■ Task requirements: Reproduce the records below unchanged except that every "photo" is switched to "image". Omit the pictures from your answer.

■ Records supplied:
○ ○ ○

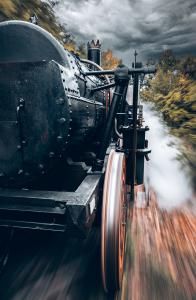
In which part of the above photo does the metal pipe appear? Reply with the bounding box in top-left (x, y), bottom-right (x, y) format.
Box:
top-left (131, 73), bottom-right (139, 191)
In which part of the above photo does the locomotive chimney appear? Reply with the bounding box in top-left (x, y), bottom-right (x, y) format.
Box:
top-left (87, 40), bottom-right (101, 66)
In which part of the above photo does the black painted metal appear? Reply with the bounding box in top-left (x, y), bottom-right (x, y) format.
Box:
top-left (0, 174), bottom-right (102, 236)
top-left (0, 21), bottom-right (68, 66)
top-left (0, 21), bottom-right (105, 187)
top-left (87, 40), bottom-right (101, 68)
top-left (130, 74), bottom-right (139, 189)
top-left (0, 21), bottom-right (154, 235)
top-left (98, 67), bottom-right (129, 161)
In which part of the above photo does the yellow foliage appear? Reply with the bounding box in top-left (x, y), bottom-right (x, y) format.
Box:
top-left (0, 0), bottom-right (16, 17)
top-left (64, 43), bottom-right (76, 52)
top-left (101, 49), bottom-right (122, 69)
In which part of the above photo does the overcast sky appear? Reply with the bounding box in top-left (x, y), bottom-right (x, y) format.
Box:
top-left (52, 0), bottom-right (196, 63)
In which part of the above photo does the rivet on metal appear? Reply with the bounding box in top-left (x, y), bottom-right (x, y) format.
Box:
top-left (58, 118), bottom-right (66, 124)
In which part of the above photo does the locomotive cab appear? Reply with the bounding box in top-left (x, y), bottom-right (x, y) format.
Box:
top-left (0, 21), bottom-right (154, 293)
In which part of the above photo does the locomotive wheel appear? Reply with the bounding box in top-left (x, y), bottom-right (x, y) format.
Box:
top-left (101, 150), bottom-right (127, 293)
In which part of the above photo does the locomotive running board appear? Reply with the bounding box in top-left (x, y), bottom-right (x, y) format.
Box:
top-left (0, 173), bottom-right (102, 235)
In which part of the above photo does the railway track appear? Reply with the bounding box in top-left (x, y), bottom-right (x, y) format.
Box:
top-left (0, 229), bottom-right (113, 300)
top-left (0, 189), bottom-right (196, 300)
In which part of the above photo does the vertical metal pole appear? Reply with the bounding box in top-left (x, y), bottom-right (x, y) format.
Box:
top-left (131, 74), bottom-right (139, 200)
top-left (98, 80), bottom-right (128, 160)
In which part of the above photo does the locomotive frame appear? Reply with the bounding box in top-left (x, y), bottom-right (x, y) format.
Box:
top-left (0, 22), bottom-right (155, 293)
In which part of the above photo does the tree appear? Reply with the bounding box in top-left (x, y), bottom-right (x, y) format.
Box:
top-left (101, 49), bottom-right (122, 69)
top-left (159, 49), bottom-right (177, 72)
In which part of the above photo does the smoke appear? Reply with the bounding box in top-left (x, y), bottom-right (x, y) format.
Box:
top-left (144, 104), bottom-right (192, 209)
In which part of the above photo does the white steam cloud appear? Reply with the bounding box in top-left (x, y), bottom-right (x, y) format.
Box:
top-left (144, 104), bottom-right (192, 209)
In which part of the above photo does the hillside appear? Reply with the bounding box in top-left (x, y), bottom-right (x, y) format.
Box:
top-left (0, 0), bottom-right (63, 41)
top-left (141, 53), bottom-right (196, 186)
top-left (0, 0), bottom-right (121, 69)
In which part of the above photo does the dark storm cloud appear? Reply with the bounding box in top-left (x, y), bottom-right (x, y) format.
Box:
top-left (56, 0), bottom-right (196, 61)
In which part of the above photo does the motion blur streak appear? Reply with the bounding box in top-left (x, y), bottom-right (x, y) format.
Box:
top-left (0, 228), bottom-right (110, 300)
top-left (122, 191), bottom-right (196, 300)
top-left (144, 104), bottom-right (192, 209)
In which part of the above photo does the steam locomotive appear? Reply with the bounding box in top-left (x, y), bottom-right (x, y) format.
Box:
top-left (0, 21), bottom-right (154, 292)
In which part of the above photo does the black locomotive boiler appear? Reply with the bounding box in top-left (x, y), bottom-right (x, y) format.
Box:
top-left (0, 21), bottom-right (153, 292)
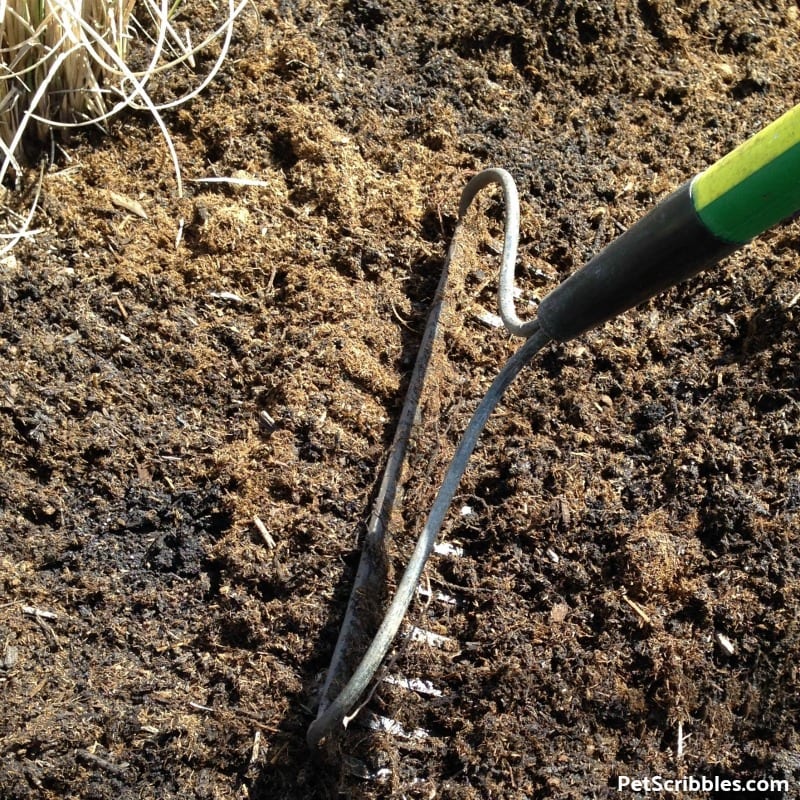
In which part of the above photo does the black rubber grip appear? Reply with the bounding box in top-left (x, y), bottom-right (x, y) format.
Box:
top-left (537, 181), bottom-right (741, 342)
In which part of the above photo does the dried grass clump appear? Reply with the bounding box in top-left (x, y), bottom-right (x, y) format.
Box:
top-left (0, 0), bottom-right (247, 251)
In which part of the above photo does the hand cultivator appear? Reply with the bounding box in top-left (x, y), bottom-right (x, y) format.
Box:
top-left (307, 101), bottom-right (800, 747)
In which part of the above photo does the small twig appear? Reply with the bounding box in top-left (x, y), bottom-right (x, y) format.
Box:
top-left (22, 606), bottom-right (58, 619)
top-left (622, 594), bottom-right (652, 625)
top-left (75, 750), bottom-right (130, 778)
top-left (250, 731), bottom-right (261, 764)
top-left (253, 515), bottom-right (276, 550)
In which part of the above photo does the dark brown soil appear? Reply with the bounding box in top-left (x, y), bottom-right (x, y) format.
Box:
top-left (0, 0), bottom-right (800, 800)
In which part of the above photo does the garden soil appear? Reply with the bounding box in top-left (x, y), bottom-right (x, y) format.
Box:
top-left (0, 0), bottom-right (800, 800)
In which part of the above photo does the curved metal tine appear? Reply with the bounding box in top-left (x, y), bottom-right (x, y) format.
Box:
top-left (458, 167), bottom-right (536, 339)
top-left (306, 169), bottom-right (549, 747)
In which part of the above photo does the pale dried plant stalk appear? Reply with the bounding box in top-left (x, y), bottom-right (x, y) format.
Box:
top-left (0, 0), bottom-right (248, 253)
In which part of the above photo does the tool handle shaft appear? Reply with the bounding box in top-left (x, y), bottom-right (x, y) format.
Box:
top-left (538, 106), bottom-right (800, 341)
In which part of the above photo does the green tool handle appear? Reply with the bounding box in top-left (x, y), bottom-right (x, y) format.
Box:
top-left (537, 105), bottom-right (800, 342)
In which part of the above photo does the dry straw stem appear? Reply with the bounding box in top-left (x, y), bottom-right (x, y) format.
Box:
top-left (0, 0), bottom-right (247, 252)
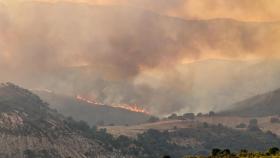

○ ○ ○

■ Exercise answer:
In which part of the above image does the metal pipe appear? Reply with the bounding box in top-left (x, y), bottom-right (x, y) format.
Box:
top-left (131, 73), bottom-right (139, 191)
In which part of the above image does the locomotive chimney appear? Reply with the bounding box in top-left (x, y), bottom-right (x, y) format.
Box:
top-left (87, 40), bottom-right (101, 66)
In which part of the above image does the black painted metal appear? Reply with the bounding box in top-left (x, y), bottom-right (x, y) format.
Box:
top-left (0, 174), bottom-right (102, 236)
top-left (0, 21), bottom-right (68, 66)
top-left (0, 21), bottom-right (105, 187)
top-left (87, 40), bottom-right (101, 68)
top-left (130, 74), bottom-right (139, 189)
top-left (0, 21), bottom-right (154, 235)
top-left (98, 67), bottom-right (129, 161)
In which part of the above image does the yellow foliage appear? Reply with the bounding box in top-left (x, y), bottom-right (x, y) format.
Box:
top-left (0, 0), bottom-right (16, 17)
top-left (64, 43), bottom-right (76, 52)
top-left (101, 49), bottom-right (122, 69)
In which part of the above image does the overcast sky appear? Reply with the bounding box in top-left (x, y), bottom-right (x, y) format.
Box:
top-left (52, 0), bottom-right (196, 63)
In which part of the above image does the rivet on metal appear? Reply with the bounding box in top-left (x, y), bottom-right (x, y) format.
Box:
top-left (58, 118), bottom-right (66, 124)
In which part of the above image does the locomotive cab appear? Reply with the bounding box in top-left (x, y), bottom-right (x, y) format.
Box:
top-left (0, 21), bottom-right (154, 293)
In which part of the above image does the locomotive wheel appear? Reply with the bounding box in top-left (x, y), bottom-right (x, y) format.
Box:
top-left (101, 150), bottom-right (127, 293)
In which part of the above image does the locomotive running board appear? Reply with the bounding box in top-left (x, y), bottom-right (x, y) format.
Box:
top-left (0, 173), bottom-right (102, 235)
In which part of the above image does the railway track appear? Reply with the bounding box in top-left (x, y), bottom-right (x, y) format.
Box:
top-left (0, 229), bottom-right (113, 300)
top-left (0, 189), bottom-right (196, 300)
In which part of the above image does the vertical metal pole appear? Reply with the bounding box in top-left (x, y), bottom-right (x, y) format.
Box:
top-left (131, 74), bottom-right (139, 200)
top-left (98, 80), bottom-right (128, 160)
In which part of the above image does the locomotive frame appear? Reply with the bounding box in top-left (x, y), bottom-right (x, y) format.
Box:
top-left (0, 22), bottom-right (155, 293)
In which part of the above image does the tree appear? Reply with the bounding box in top-left (x, y), bottom-right (x, y) format.
Box:
top-left (101, 49), bottom-right (122, 69)
top-left (159, 49), bottom-right (177, 72)
In which part of the above image does the smoke appear? Reply with the bounding box in top-left (x, y), bottom-right (x, y) format.
Box:
top-left (144, 104), bottom-right (192, 209)
In which part of the above image does the white steam cloud appear? Reply with the bounding box in top-left (x, y), bottom-right (x, y) format.
Box:
top-left (144, 104), bottom-right (192, 209)
In which part of the above image does the hillside appear? Reply with the bounding box in top-left (x, y), bottom-right (x, y) format.
Box:
top-left (0, 0), bottom-right (63, 41)
top-left (141, 53), bottom-right (196, 186)
top-left (0, 0), bottom-right (121, 69)
In which part of the above image does the dark storm cloud appear? Reply with the bounding box in top-left (x, y), bottom-right (x, y) format.
Box:
top-left (56, 0), bottom-right (196, 61)
In which part of the above image does the motion blur streak appear? Reply with the bounding box in top-left (x, y), bottom-right (x, y) format.
Box:
top-left (0, 228), bottom-right (110, 300)
top-left (122, 191), bottom-right (196, 300)
top-left (144, 104), bottom-right (192, 209)
In which part of the above image does the steam locomotive appear? Reply with the bounding box in top-left (x, y), bottom-right (x, y) format.
Box:
top-left (0, 21), bottom-right (154, 292)
In which part of the above image does the black locomotive boiler appear? Reply with the bounding box in top-left (x, y), bottom-right (x, y) format.
Box:
top-left (0, 21), bottom-right (153, 292)
In which part of the above image does the black rubber grip appear? Reply with the bounding box in top-left (x, y), bottom-right (x, y) format.
Box:
top-left (537, 181), bottom-right (741, 342)
In which part of the above image does the dried grass clump appear? Reply with the bounding box in top-left (x, y), bottom-right (x, y) format.
Box:
top-left (0, 0), bottom-right (247, 251)
In which part of the above image does the hand cultivator appear? Reply with the bounding box in top-left (x, y), bottom-right (x, y) format.
Box:
top-left (307, 101), bottom-right (800, 747)
In which part of the above image does the small twig appear? Reply with the bounding box in top-left (x, y), bottom-right (x, y) format.
Box:
top-left (22, 606), bottom-right (58, 619)
top-left (622, 594), bottom-right (652, 625)
top-left (75, 750), bottom-right (130, 778)
top-left (250, 731), bottom-right (261, 764)
top-left (253, 515), bottom-right (276, 550)
In which part of the above image does the dark brown soil appear? Reply with the bounding box in top-left (x, y), bottom-right (x, y) format.
Box:
top-left (0, 0), bottom-right (800, 800)
In which part of the above image does the garden soil appear? Reply with the bounding box in top-left (x, y), bottom-right (x, y) format.
Box:
top-left (0, 0), bottom-right (800, 800)
In which part of the above image does the curved metal tine appear? Reply with the bounding box in top-left (x, y), bottom-right (x, y) format.
Box:
top-left (458, 167), bottom-right (536, 339)
top-left (306, 169), bottom-right (549, 747)
In which part of the above image does the pale dried plant stalk appear? Reply with the bounding box in top-left (x, y), bottom-right (x, y) format.
Box:
top-left (0, 0), bottom-right (248, 253)
In which part of the above image does the tool handle shaft appear? Reply with the bounding box in top-left (x, y), bottom-right (x, y) format.
Box:
top-left (538, 106), bottom-right (800, 341)
In which part of the above image does the green tool handle appear? Reply with the bounding box in top-left (x, y), bottom-right (x, y) format.
Box:
top-left (537, 105), bottom-right (800, 342)
In which part of the above image does the dry straw stem appear? Reply with the bounding box in top-left (x, y), bottom-right (x, y) format.
Box:
top-left (0, 0), bottom-right (247, 252)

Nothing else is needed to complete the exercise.